▶ [What is expected] Reproduce only this part of the listing: the line with "Mark every instance of the jacket", plus every line after it through the last.

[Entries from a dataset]

·····

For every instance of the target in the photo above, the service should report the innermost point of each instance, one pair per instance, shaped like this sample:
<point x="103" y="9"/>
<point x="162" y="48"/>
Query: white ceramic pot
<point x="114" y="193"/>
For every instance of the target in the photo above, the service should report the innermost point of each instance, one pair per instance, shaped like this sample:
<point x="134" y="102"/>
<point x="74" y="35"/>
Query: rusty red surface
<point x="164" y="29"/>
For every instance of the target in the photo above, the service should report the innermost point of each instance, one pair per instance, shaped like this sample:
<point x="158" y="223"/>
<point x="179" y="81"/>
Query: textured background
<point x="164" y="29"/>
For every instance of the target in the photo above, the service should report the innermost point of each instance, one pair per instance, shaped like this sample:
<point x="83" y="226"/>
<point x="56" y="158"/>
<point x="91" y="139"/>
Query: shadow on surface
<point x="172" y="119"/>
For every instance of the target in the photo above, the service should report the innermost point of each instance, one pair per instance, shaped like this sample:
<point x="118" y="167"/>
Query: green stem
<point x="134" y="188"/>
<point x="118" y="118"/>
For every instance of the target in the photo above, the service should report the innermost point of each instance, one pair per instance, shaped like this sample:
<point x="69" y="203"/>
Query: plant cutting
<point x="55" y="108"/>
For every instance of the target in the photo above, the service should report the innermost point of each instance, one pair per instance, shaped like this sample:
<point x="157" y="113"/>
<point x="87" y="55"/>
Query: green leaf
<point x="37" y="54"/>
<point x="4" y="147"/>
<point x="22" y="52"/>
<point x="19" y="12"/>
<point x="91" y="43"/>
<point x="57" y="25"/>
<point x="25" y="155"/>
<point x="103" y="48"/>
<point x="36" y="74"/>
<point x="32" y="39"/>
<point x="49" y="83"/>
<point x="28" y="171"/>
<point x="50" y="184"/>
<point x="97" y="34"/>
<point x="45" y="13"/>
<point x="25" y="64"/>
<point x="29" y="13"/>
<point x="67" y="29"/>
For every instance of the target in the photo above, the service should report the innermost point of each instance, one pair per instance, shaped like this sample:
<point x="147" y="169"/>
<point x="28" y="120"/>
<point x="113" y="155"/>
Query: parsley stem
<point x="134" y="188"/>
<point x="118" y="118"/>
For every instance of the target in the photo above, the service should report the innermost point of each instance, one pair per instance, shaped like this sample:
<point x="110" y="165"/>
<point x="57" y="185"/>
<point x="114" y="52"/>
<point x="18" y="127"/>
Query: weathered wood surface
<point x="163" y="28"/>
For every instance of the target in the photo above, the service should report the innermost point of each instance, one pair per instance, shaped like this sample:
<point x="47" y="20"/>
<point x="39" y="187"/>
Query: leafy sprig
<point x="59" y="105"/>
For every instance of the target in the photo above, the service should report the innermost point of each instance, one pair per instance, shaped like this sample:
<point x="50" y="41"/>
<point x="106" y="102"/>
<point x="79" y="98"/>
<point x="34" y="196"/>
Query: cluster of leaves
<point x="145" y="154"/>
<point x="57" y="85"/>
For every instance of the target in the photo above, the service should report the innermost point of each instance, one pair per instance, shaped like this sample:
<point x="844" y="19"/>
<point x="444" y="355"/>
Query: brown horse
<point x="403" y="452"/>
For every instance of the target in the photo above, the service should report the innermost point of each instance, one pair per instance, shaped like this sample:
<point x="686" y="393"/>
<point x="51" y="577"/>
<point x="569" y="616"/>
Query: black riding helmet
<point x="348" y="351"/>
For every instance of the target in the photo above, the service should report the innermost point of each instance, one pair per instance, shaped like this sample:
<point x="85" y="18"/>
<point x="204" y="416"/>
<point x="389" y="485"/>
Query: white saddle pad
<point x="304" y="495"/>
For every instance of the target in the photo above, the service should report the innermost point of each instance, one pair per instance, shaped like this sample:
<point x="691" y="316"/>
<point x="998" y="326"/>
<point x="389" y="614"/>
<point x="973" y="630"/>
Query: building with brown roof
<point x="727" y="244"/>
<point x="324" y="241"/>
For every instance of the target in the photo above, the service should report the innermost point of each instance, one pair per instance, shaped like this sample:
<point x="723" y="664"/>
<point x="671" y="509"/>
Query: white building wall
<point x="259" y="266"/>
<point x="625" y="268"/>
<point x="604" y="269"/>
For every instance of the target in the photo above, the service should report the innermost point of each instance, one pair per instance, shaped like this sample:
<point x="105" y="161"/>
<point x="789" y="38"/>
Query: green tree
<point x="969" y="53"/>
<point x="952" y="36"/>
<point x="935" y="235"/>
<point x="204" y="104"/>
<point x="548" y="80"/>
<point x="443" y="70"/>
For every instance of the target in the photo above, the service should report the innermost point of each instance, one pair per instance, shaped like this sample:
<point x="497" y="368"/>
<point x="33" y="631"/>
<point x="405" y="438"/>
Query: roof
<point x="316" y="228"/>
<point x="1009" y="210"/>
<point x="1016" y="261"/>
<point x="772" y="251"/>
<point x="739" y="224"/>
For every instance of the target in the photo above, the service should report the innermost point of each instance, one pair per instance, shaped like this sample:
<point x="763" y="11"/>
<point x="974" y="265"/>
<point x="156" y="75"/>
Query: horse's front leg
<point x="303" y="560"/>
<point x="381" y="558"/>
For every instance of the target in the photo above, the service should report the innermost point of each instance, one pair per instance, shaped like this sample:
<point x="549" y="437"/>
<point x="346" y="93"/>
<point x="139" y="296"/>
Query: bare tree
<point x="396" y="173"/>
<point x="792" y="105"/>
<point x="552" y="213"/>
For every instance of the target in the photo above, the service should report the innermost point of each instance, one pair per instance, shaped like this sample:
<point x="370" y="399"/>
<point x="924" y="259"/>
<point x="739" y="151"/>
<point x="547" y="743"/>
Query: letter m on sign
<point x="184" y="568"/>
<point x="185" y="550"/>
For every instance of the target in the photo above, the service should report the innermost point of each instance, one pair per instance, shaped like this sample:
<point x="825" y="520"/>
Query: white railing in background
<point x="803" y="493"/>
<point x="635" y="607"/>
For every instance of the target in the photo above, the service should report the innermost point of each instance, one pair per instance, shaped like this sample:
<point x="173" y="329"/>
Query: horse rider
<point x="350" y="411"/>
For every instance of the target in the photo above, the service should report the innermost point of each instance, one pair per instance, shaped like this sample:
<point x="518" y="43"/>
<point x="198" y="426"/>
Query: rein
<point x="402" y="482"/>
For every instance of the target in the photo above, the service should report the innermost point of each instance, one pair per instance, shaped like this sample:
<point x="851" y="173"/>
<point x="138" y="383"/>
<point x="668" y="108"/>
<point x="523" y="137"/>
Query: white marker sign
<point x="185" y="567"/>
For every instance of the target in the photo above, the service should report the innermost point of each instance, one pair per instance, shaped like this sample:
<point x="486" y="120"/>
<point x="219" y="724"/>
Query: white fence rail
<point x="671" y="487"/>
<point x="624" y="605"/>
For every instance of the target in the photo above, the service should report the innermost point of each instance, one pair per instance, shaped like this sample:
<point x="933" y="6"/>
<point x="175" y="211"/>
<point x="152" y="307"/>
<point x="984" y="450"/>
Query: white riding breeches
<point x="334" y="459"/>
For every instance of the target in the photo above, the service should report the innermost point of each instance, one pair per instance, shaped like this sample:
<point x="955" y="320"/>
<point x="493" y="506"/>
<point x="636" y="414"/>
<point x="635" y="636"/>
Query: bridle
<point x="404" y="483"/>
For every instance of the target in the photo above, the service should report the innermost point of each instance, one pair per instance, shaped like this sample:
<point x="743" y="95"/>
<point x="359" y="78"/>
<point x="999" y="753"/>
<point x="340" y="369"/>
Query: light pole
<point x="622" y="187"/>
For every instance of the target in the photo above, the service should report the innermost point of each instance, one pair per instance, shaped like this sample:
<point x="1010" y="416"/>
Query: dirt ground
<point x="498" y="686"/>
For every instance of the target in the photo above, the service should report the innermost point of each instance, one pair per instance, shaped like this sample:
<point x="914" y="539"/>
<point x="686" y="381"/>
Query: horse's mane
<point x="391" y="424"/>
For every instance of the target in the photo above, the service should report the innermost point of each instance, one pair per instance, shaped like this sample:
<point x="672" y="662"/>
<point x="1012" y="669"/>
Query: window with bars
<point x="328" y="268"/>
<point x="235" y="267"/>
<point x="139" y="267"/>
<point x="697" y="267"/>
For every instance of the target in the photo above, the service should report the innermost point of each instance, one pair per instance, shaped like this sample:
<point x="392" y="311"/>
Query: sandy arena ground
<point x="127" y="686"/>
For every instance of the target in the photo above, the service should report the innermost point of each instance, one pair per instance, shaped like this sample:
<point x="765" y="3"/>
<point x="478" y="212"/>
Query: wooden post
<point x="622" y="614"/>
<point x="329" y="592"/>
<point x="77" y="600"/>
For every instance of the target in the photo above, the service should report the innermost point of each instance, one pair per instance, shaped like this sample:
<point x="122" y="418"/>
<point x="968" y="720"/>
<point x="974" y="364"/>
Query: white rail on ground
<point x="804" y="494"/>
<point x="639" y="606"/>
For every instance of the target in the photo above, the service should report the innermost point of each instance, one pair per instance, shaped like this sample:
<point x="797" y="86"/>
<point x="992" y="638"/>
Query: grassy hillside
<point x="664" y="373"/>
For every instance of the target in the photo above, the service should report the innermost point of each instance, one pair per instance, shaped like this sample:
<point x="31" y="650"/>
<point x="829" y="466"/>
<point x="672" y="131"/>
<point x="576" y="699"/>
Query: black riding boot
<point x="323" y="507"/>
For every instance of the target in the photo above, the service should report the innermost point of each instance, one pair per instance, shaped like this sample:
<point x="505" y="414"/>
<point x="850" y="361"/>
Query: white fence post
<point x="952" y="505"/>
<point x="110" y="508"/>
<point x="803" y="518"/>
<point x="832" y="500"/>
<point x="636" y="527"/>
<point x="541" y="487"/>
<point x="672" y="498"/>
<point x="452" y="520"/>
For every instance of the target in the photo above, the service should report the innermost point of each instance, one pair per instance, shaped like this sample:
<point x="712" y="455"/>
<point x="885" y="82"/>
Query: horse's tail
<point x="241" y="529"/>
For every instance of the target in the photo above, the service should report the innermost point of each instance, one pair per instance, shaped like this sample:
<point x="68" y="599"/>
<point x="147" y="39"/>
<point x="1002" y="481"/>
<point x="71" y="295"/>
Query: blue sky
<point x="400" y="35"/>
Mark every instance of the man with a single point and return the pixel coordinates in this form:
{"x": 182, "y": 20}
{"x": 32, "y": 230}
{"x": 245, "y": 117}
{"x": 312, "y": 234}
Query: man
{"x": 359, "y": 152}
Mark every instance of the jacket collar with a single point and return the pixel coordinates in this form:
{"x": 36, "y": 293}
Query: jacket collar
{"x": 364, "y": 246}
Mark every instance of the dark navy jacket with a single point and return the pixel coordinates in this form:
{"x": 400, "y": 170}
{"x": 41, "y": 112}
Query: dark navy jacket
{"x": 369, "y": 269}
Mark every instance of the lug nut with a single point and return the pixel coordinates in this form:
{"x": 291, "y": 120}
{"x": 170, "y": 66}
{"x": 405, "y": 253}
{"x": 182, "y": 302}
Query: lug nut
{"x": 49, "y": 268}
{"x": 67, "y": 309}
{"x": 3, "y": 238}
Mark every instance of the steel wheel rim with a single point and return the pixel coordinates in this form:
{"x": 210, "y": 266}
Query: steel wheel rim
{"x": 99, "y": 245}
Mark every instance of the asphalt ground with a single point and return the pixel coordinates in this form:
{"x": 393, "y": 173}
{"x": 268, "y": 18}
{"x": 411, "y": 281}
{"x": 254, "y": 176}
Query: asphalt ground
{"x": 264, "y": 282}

·····

▶ [Solved exercise]
Mark every instance of the jacket collar with a single point and return the pixel coordinates in this form:
{"x": 36, "y": 293}
Query: jacket collar
{"x": 364, "y": 246}
Mark every instance of the dark navy jacket with a single point and return the pixel coordinates in this form:
{"x": 400, "y": 170}
{"x": 41, "y": 112}
Query: dark navy jacket
{"x": 369, "y": 269}
Mark every instance of the lug nut with a single point and return the pixel coordinates in this form:
{"x": 291, "y": 120}
{"x": 170, "y": 66}
{"x": 405, "y": 253}
{"x": 182, "y": 302}
Query: lug nut
{"x": 49, "y": 268}
{"x": 67, "y": 309}
{"x": 3, "y": 238}
Mark every instance of the steel wheel rim with a single point and return the pixel coordinates in this form:
{"x": 210, "y": 266}
Query: steel wheel rim
{"x": 99, "y": 245}
Mark every instance of the asphalt ground with a single point and return the pixel coordinates in this form:
{"x": 393, "y": 173}
{"x": 268, "y": 18}
{"x": 411, "y": 281}
{"x": 254, "y": 176}
Query: asphalt ground
{"x": 264, "y": 282}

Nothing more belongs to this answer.